### Exercices à faire
- A) Répondez à ces questions d'après le texte source :
(i) Quel personnage parle du quadrille des homards en se rasseyant ?
(ii) De qui est la signature du petit dessin colorié à l'encre ?
(iii) Quel titre porte le texte attribué à Yvanne ?
- B) Prolongez la lettre à la Marquise, par laquelle se termine le texte source, en reprenant juste après sa dernière phrase.

### Texte source
=-=-=

Ont piétiné le parquet
Cavalier ; Vegas sur sarthe ; Laura ; TOKYO ; Kate ;
joye ; petitmoulin ; Walrus ; Yvanne ; Joe Krapov ;
Soudain dans sa vie il fit moche. 5 (Joe Krapov)
- Waoouh ! Ce quadrille des homards m’a tuer ! déclara Alice en se rasseyant.
Et puis, tout étourdie encore par la cavalcade, elle s’aperçut que le voisin à chapeau qui lui avait galamment proposer de gardé son sac pendant la danse n’était plus là.
Son sac non plus du reste. Comment allait-elle faire pour rentré au pays des merveilles sans sa clef ?
Ce petit dessin colorié à l'encre est signé d'Ilarion Pavlovitch Krapov.
Chère Marquise (Yvanne)
Oserais-je m'entretenir avec vous comme avec une amie ? J'ai trop de respect pour votre personne pour avoir cette audace. J'aimerais simplement que ma lettre vous soit un mince divertissement dans l'ailleurs où vous êtes aujourd'hui. Ailleurs où, je présume vous étourdissez les anges par votre esprit et votre talent.

=-=-=

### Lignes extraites
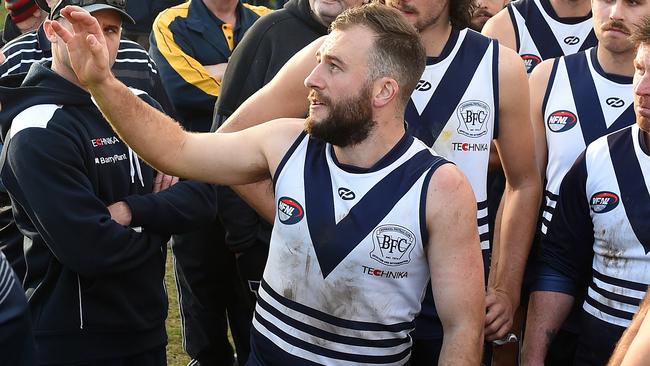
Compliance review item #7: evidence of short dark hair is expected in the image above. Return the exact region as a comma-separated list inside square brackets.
[448, 0, 476, 29]
[630, 16, 650, 47]
[330, 3, 426, 107]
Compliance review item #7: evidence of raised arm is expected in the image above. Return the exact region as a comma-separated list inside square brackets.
[427, 164, 485, 365]
[52, 6, 301, 185]
[485, 46, 542, 340]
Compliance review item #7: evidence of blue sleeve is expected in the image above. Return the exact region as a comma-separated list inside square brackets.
[533, 153, 594, 296]
[124, 181, 217, 234]
[1, 127, 167, 277]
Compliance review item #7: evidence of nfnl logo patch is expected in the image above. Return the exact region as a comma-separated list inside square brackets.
[589, 191, 620, 213]
[546, 111, 578, 132]
[278, 197, 305, 225]
[370, 224, 415, 266]
[521, 55, 542, 74]
[456, 100, 490, 137]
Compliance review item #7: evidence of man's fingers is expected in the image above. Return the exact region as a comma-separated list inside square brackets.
[153, 172, 163, 193]
[485, 322, 512, 341]
[52, 20, 74, 44]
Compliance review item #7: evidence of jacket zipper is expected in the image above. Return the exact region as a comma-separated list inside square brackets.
[77, 275, 84, 329]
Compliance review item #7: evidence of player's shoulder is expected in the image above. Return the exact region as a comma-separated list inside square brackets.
[529, 58, 558, 87]
[481, 7, 517, 50]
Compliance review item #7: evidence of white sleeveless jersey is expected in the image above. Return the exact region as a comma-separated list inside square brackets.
[406, 29, 499, 250]
[253, 134, 446, 365]
[584, 125, 650, 327]
[508, 0, 598, 74]
[541, 48, 635, 234]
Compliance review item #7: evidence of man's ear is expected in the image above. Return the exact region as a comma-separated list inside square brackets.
[43, 19, 59, 43]
[372, 77, 399, 108]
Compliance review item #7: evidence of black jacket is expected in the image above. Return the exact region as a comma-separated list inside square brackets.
[213, 0, 327, 120]
[212, 0, 327, 252]
[0, 62, 216, 363]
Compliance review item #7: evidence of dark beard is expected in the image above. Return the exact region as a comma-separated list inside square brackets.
[305, 85, 377, 147]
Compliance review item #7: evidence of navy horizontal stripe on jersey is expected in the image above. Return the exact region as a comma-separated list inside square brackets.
[256, 297, 411, 348]
[260, 279, 415, 332]
[255, 312, 411, 364]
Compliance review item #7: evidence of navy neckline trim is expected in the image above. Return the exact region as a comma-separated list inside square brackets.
[427, 28, 460, 66]
[588, 46, 632, 84]
[539, 0, 591, 24]
[639, 128, 650, 156]
[327, 132, 413, 174]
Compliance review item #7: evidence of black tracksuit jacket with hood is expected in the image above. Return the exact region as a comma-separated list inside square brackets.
[0, 62, 216, 364]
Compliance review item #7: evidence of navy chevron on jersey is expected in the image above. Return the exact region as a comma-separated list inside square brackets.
[405, 29, 499, 249]
[249, 133, 447, 366]
[508, 0, 598, 74]
[541, 125, 650, 365]
[541, 48, 635, 234]
[405, 29, 499, 339]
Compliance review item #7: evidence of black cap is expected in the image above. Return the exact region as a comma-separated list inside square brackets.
[50, 0, 135, 24]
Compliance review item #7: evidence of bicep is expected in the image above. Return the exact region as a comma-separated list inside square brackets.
[181, 119, 302, 185]
[427, 165, 485, 325]
[496, 48, 539, 186]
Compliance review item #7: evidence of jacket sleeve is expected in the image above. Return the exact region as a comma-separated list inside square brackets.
[533, 153, 594, 296]
[124, 181, 217, 234]
[1, 127, 166, 276]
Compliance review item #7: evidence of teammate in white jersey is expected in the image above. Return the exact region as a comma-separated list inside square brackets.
[53, 5, 485, 365]
[525, 12, 650, 365]
[523, 0, 650, 365]
[483, 0, 597, 74]
[208, 0, 541, 364]
[386, 0, 541, 365]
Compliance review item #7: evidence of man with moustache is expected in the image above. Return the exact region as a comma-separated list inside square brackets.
[520, 12, 650, 365]
[523, 0, 650, 365]
[483, 0, 597, 74]
[56, 5, 486, 365]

=-=-=

### Les résultats
- A)
(i) Alice.
(ii) Ilarion Pavlovitch Krapov.
(iii) « Chère Marquise ».

- B)
Je n'affûterai pas ma plus belle plume d'oie pour vous écrire. Me croirez vous ? Ces volatiles ne sont plus plumés par de diligentes mains et de plume d'oie il n'y a point. Des machines barbares dépouillent ces volailles en un rien de temps. Ah ! Je vous devine : vous étouffez un petit rire discret derrière votre main joliment gantée de blanc. Je ne vous ferai cependant pas l'offense d'utiliser ce moyen moderne que l'on nomme informatique pour m'adresser à vous. Il reste encore, fort heureusement un peu d'encre au fond de mon encrier, non à vrai dire, de mon stylo.
Madame, si vous voyez le monde depuis le Paradis où vraisemblablement Dieu vous garde près de lui, vous ne cessez sans doute d'être étonnée. Horrifiée même certainement tant notre planète va à vau-l'eau. Mais quand vous tournez votre regard pour ne plus voir ce qui se passe ici bas, comment occupez vous votre temps ?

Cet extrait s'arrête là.